■ Problem to work on
Write out all of the data without omission, exactly as shown.
──────── Input material ────────
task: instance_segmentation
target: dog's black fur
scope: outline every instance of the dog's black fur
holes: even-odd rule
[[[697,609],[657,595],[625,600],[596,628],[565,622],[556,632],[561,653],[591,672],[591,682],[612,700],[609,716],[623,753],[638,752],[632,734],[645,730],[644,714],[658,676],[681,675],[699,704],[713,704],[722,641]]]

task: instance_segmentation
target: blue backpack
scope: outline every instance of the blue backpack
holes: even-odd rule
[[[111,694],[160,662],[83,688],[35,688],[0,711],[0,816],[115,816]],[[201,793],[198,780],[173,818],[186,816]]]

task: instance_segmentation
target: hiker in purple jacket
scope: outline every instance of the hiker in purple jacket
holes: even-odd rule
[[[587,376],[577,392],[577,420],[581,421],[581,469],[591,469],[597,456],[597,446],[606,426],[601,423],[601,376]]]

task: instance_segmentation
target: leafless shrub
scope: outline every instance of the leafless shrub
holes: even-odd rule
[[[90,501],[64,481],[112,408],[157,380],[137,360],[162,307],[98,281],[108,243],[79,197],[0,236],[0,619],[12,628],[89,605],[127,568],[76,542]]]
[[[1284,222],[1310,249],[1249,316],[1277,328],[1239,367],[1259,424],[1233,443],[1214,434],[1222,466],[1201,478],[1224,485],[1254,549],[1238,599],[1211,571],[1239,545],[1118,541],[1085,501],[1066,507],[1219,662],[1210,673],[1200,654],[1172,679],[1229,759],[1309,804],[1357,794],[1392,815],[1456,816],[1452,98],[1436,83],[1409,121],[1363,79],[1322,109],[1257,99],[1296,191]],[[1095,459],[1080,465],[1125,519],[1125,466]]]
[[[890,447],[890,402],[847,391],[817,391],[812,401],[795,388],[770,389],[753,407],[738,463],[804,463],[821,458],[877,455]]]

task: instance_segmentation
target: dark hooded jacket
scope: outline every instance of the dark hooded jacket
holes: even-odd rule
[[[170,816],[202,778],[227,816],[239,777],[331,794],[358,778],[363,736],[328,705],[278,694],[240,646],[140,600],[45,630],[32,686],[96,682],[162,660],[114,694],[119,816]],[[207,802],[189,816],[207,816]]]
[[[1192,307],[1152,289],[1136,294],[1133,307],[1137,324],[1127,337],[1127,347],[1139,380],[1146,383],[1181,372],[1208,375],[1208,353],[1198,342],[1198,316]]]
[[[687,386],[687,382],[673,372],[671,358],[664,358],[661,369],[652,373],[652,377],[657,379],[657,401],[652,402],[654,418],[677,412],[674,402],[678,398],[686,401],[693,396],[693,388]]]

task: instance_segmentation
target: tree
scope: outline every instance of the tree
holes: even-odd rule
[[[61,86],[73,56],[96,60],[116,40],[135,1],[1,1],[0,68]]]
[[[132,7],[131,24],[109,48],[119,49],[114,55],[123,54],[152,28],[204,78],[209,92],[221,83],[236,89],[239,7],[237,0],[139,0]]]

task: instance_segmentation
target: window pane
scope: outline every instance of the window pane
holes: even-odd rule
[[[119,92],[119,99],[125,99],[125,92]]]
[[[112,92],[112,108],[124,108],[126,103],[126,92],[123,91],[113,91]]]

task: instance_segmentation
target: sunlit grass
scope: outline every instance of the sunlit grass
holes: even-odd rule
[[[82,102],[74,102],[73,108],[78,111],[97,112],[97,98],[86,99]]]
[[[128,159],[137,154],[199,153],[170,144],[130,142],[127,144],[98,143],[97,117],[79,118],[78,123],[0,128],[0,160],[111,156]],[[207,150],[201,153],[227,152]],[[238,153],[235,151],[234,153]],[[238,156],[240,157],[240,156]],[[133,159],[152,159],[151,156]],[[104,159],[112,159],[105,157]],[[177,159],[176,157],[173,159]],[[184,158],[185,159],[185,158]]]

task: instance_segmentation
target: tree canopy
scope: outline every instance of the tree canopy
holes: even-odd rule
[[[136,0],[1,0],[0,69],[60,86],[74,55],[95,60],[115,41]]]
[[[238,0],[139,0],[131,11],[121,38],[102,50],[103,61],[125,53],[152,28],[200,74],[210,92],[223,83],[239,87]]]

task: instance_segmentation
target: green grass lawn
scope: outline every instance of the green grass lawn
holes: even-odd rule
────────
■ Answer
task: instance_segmentation
target: dog's black fur
scope: outline every instance of the dog's black fur
holes: even-odd rule
[[[697,609],[657,595],[625,600],[596,628],[565,622],[556,632],[561,653],[591,672],[591,682],[612,700],[609,716],[623,753],[638,752],[632,734],[645,730],[644,714],[658,676],[681,675],[699,704],[713,704],[722,641]]]

task: instance_segmentation
target: blue backpack
scope: outline every instance of the blue backpack
holes: even-odd rule
[[[111,694],[160,662],[83,688],[35,688],[0,711],[0,816],[115,816]],[[201,793],[198,780],[173,818],[186,816]]]

task: instance_segmentation
target: hiker in purple jacket
scope: outline every instance of the hiker in purple jacket
holes: even-odd rule
[[[587,376],[577,392],[577,420],[581,421],[581,469],[591,469],[597,456],[597,446],[606,426],[601,423],[601,376]]]

task: instance_segmentation
target: leafless shrub
scope: outline every instance of the leafless shrub
holes: even-odd rule
[[[90,501],[64,481],[112,408],[157,380],[137,360],[162,307],[98,281],[108,243],[79,197],[0,236],[0,619],[12,628],[89,605],[127,568],[76,542]]]
[[[1284,222],[1310,249],[1249,316],[1277,328],[1239,367],[1259,424],[1233,443],[1214,434],[1222,466],[1201,478],[1224,485],[1254,549],[1238,599],[1211,571],[1239,545],[1118,541],[1085,501],[1066,507],[1219,662],[1210,673],[1200,654],[1172,679],[1229,759],[1309,804],[1357,794],[1392,815],[1456,816],[1452,98],[1436,83],[1409,121],[1363,79],[1322,109],[1257,99],[1296,191]],[[1095,459],[1080,465],[1125,519],[1125,466]]]
[[[890,447],[890,402],[847,391],[817,391],[812,401],[795,388],[770,389],[753,407],[738,463],[804,463],[821,458],[877,455]]]

task: instance_segmentation
target: dark hooded jacket
scope: outline every instance of the dark hooded jacket
holes: even-odd rule
[[[170,816],[202,778],[227,816],[239,777],[331,794],[358,778],[363,736],[328,705],[278,694],[240,646],[140,600],[45,630],[32,686],[96,682],[162,660],[114,694],[119,816]],[[207,802],[189,816],[207,816]]]
[[[1192,307],[1152,289],[1136,294],[1133,307],[1137,324],[1127,337],[1127,347],[1139,380],[1146,383],[1181,372],[1208,375],[1208,353],[1198,342],[1198,316]]]
[[[687,386],[687,382],[673,372],[671,358],[664,358],[661,369],[652,373],[652,377],[657,379],[657,401],[652,402],[654,418],[677,412],[674,402],[678,398],[686,401],[693,396],[693,388]]]

task: instance_segmentation
target: tree
scope: outline every instance of the tree
holes: even-odd rule
[[[61,86],[73,56],[96,60],[116,40],[135,1],[1,1],[0,68]]]
[[[132,7],[131,24],[109,48],[119,49],[114,55],[123,54],[152,28],[204,78],[209,92],[221,83],[236,89],[239,7],[237,0],[139,0]]]

task: instance_segmentation
target: window pane
scope: outline every instance of the window pane
holes: even-odd rule
[[[119,92],[119,99],[125,99],[125,92]]]
[[[112,92],[112,108],[124,108],[126,103],[126,92],[123,91],[113,91]]]

task: instance_segmentation
target: sunlit grass
scope: outline every instance of the sunlit grass
holes: even-odd rule
[[[82,102],[74,102],[73,108],[78,111],[97,112],[97,98],[86,99]]]
[[[128,159],[137,154],[199,153],[170,144],[130,142],[127,144],[98,143],[97,117],[79,118],[78,123],[0,128],[0,160],[111,156]],[[207,150],[201,153],[227,152]],[[238,153],[235,151],[234,153]],[[238,156],[240,157],[240,156]],[[133,159],[152,159],[151,156]],[[104,159],[112,159],[105,157]],[[177,159],[176,157],[173,159]],[[184,158],[185,159],[185,158]]]

task: instance_segmentation
target: tree canopy
scope: outline every instance of the tree canopy
holes: even-odd rule
[[[136,0],[1,0],[0,69],[60,86],[74,55],[95,60],[115,41]]]
[[[238,0],[139,0],[131,11],[121,38],[102,50],[103,61],[125,53],[152,28],[200,74],[210,92],[223,83],[239,87]]]

task: instance_segmentation
target: green grass lawn
scope: outline every instance of the green grass lawn
holes: even-odd rule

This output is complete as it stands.